* **Request**
Output the lines from the one containing "of the rock" through the end of the records, inclusive, reproduced verbatim.

begin Data entries

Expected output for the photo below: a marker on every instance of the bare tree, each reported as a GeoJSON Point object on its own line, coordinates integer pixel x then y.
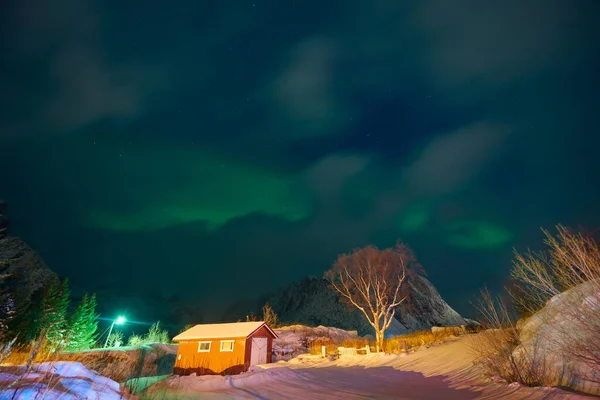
{"type": "Point", "coordinates": [569, 267]}
{"type": "Point", "coordinates": [371, 280]}
{"type": "Point", "coordinates": [270, 316]}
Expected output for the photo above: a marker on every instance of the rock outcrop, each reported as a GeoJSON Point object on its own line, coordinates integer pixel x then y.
{"type": "Point", "coordinates": [562, 338]}
{"type": "Point", "coordinates": [23, 269]}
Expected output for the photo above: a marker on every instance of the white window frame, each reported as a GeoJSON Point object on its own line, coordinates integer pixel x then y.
{"type": "Point", "coordinates": [202, 350]}
{"type": "Point", "coordinates": [232, 346]}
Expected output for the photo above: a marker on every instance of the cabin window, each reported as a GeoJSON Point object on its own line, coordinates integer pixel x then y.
{"type": "Point", "coordinates": [227, 345]}
{"type": "Point", "coordinates": [204, 347]}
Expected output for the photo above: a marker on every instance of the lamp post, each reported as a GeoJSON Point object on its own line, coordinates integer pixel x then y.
{"type": "Point", "coordinates": [119, 321]}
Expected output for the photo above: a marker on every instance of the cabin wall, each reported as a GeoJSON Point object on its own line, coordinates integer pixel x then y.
{"type": "Point", "coordinates": [189, 360]}
{"type": "Point", "coordinates": [262, 332]}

end Data entries

* **Final result**
Expected output for the photo above: a marker on every instance of the rock outcrop, each reported as a GeoJSON Point object on its own line, coordinates integer pixel x then y.
{"type": "Point", "coordinates": [562, 338]}
{"type": "Point", "coordinates": [23, 269]}
Expected output for the photo above: a marker on every instance of the white window frame, each reported as a GeoJSON Point object on its own line, coordinates integer pixel x then y.
{"type": "Point", "coordinates": [202, 350]}
{"type": "Point", "coordinates": [232, 346]}
Expected output for the photo above: a marker on every instance of the cabin window, each reported as a GeoJSON Point object on its own line, coordinates integer pixel x then y.
{"type": "Point", "coordinates": [227, 345]}
{"type": "Point", "coordinates": [204, 347]}
Expected output for the photo above: a marker on every instance of the lamp post, each reported as a GeoJSON Point object on its own line, coordinates integer pixel x then y.
{"type": "Point", "coordinates": [119, 321]}
Expected output for the photo above: a marker on every instance of the cabin wall, each reported as a GeoJSON Point object on its own line, coordinates integer pixel x then y.
{"type": "Point", "coordinates": [189, 360]}
{"type": "Point", "coordinates": [262, 332]}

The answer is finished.